- **SET EXERCISE**
Retype, word for word, the line containing "locate the dark wing" and every line after it to the end. Skip pictures.

- **RECORDS SUPPLIED**

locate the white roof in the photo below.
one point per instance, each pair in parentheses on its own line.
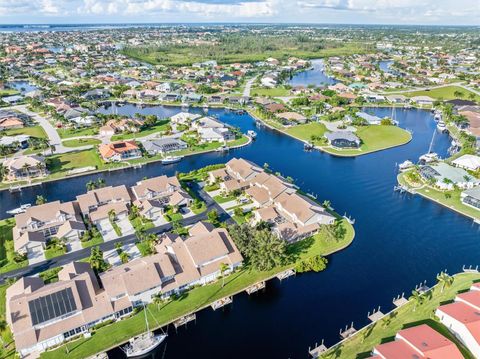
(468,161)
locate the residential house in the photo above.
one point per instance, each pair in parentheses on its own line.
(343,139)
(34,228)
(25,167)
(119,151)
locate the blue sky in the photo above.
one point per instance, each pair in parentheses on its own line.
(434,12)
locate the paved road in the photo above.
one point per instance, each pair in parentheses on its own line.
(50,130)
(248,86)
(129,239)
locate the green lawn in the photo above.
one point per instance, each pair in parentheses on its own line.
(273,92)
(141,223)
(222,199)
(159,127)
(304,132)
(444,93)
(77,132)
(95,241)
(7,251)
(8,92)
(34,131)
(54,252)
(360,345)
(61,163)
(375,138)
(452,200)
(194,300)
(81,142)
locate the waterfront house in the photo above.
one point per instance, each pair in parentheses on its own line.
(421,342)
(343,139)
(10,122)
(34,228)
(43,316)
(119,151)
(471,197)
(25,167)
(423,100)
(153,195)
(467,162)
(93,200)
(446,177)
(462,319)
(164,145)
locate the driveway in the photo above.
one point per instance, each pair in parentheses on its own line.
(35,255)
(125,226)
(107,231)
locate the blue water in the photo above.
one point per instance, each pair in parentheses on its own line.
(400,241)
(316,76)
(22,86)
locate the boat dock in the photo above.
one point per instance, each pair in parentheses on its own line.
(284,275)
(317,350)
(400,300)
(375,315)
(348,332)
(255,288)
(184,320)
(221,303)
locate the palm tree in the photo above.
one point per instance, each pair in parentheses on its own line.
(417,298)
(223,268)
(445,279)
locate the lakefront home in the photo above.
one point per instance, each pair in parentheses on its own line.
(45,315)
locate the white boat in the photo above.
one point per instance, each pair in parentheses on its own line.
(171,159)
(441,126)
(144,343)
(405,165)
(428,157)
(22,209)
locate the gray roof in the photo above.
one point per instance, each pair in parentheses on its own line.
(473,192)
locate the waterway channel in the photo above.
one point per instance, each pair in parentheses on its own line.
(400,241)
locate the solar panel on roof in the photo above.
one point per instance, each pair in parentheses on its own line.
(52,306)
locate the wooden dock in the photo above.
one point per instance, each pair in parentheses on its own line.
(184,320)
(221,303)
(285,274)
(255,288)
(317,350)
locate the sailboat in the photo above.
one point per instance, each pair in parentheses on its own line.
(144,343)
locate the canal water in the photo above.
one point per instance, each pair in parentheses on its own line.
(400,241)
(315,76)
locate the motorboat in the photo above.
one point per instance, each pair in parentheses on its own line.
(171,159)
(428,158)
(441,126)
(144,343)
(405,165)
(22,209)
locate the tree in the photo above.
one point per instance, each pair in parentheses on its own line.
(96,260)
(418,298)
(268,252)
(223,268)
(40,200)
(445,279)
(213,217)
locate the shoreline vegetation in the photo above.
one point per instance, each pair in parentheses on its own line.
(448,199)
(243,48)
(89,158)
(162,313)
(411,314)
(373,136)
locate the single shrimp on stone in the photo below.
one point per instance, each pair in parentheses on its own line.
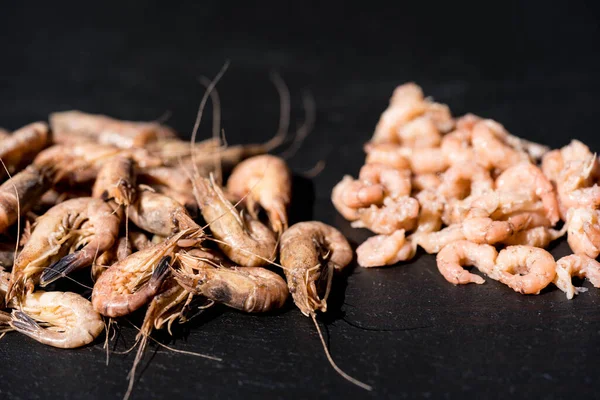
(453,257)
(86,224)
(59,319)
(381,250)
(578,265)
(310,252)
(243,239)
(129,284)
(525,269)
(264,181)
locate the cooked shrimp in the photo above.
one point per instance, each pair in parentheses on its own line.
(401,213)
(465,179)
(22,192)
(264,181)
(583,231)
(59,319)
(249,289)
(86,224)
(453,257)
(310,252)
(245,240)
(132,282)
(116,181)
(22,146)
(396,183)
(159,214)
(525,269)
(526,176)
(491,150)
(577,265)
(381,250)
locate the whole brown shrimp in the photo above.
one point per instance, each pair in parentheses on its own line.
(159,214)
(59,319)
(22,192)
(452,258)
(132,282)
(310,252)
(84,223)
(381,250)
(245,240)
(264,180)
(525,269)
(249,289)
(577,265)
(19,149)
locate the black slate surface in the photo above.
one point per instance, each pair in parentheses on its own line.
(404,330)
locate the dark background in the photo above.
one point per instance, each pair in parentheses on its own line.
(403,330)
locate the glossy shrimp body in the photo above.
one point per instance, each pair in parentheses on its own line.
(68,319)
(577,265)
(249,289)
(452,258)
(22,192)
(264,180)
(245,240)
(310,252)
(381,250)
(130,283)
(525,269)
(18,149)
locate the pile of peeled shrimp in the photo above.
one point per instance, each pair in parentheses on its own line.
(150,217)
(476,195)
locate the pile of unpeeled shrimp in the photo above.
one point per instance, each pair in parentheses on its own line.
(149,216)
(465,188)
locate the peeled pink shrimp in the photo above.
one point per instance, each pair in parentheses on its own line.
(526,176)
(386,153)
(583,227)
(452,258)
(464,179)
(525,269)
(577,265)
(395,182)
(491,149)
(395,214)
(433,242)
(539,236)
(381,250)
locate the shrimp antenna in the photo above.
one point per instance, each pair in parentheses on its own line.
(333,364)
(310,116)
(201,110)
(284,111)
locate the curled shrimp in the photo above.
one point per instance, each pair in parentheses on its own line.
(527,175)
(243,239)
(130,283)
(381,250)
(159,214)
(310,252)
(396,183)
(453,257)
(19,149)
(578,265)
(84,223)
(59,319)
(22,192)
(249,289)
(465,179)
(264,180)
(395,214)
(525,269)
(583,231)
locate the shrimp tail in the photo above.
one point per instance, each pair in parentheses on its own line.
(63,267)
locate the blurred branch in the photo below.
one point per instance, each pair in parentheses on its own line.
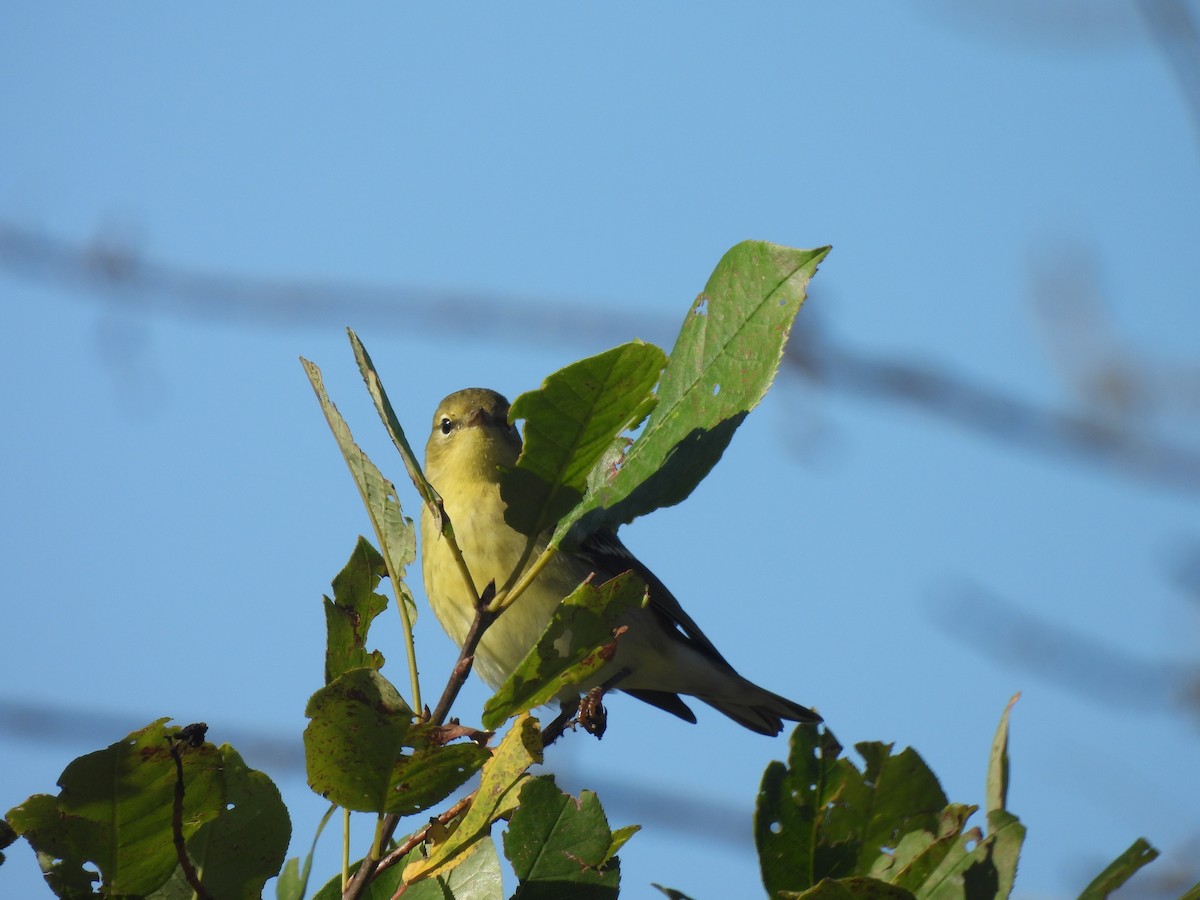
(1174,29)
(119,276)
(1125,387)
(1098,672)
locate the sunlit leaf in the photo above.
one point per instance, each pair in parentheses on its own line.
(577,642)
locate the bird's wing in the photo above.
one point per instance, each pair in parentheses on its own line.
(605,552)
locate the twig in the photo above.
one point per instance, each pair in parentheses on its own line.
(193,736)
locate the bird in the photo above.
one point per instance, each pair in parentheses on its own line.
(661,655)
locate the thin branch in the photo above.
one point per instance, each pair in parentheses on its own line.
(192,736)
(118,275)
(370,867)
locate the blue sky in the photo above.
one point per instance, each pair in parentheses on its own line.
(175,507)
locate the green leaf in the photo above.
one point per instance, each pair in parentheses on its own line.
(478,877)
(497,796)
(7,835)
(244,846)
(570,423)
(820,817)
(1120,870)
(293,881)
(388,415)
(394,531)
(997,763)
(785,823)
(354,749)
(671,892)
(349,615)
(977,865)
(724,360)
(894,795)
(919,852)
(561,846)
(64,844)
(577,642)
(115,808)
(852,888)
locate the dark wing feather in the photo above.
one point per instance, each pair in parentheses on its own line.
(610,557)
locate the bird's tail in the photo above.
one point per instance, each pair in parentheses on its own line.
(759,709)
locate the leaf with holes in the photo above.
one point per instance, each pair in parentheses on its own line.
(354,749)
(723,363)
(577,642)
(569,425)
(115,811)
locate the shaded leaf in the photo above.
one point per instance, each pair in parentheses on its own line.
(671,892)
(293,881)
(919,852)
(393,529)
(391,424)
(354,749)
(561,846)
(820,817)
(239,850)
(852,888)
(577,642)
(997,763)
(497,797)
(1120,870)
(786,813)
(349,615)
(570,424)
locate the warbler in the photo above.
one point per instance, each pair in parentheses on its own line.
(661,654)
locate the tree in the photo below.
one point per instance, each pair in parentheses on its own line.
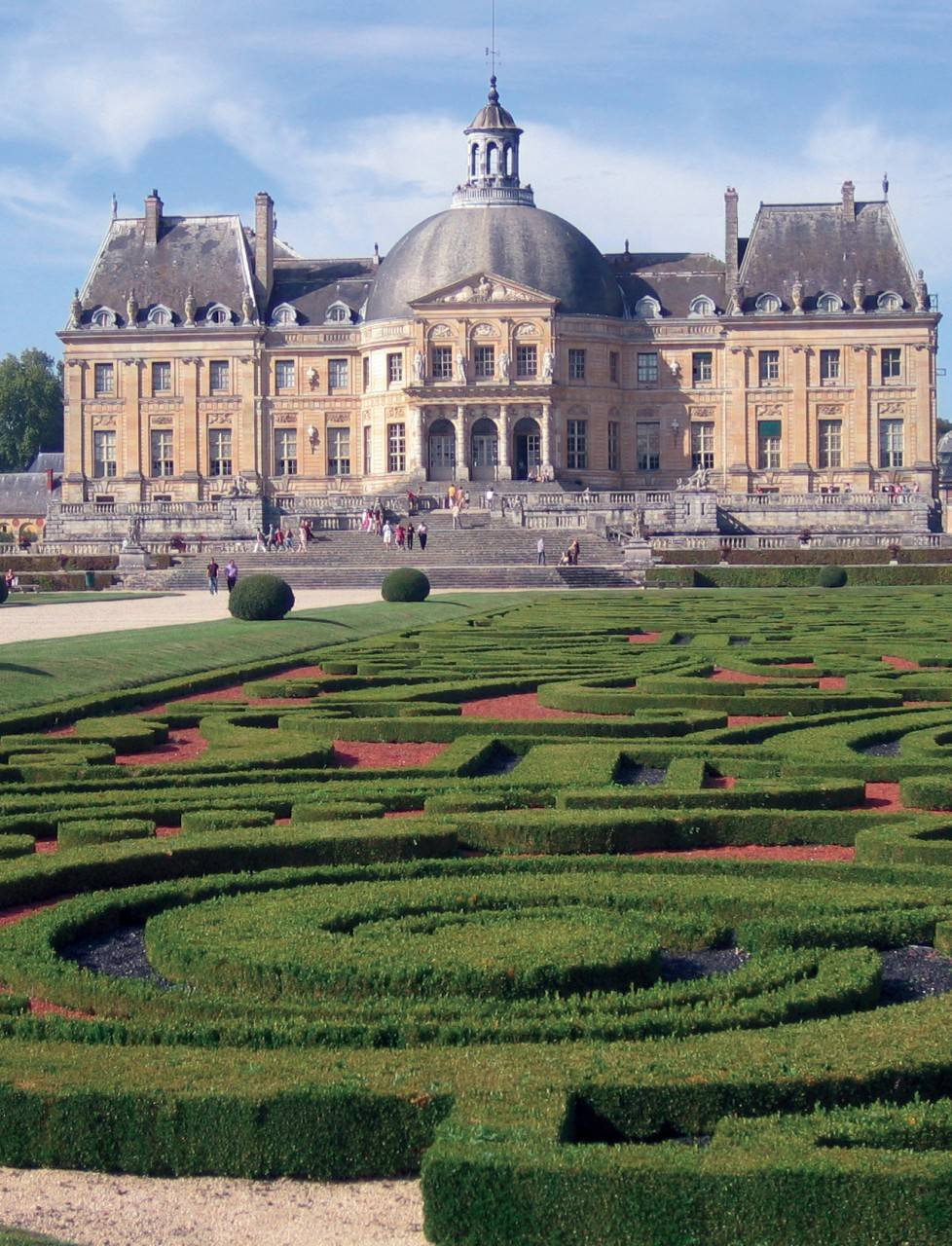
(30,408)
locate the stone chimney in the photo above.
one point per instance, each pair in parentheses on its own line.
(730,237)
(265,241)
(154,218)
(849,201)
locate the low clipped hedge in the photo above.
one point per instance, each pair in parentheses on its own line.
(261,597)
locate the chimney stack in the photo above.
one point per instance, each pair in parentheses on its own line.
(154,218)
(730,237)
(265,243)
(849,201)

- **ANSWER FOR THIS EXERCISE**
locate the dark wing feather in the photo above.
one point per instance, each pair in parentheses on its own line.
(610,557)
locate the bird's tail in the photo above.
one point per instance, each pair in parentheses on its own line.
(759,709)
locate the leaf with holes in the photo above.
one point per instance, each pair in parentheses on its own line.
(354,749)
(723,363)
(577,642)
(569,425)
(115,811)
locate the shaded leaf in the photo above.
one point per instance, each pair in parentheses on its own line.
(671,892)
(293,881)
(919,852)
(393,529)
(391,424)
(354,749)
(561,846)
(820,817)
(239,850)
(852,888)
(577,642)
(997,763)
(497,797)
(1120,870)
(786,813)
(349,615)
(570,424)
locate the warbler in the photo above.
one point per instance, each pair in parentheses on its own line.
(661,654)
locate the tree in the photo below.
one point per instance, each pair in parentheses on its own line.
(30,408)
locate the stone chimney in the photo above.
one point per instance, each pair in parentheses on its own line.
(730,237)
(265,241)
(154,218)
(849,201)
locate the low clipped hedge in the photo above.
one point per instance, each pair in parentheses on its own line.
(261,597)
locate the chimney stack in the photo above.
one point per instance, each pair in parentheses on its own line.
(154,218)
(730,237)
(265,243)
(849,201)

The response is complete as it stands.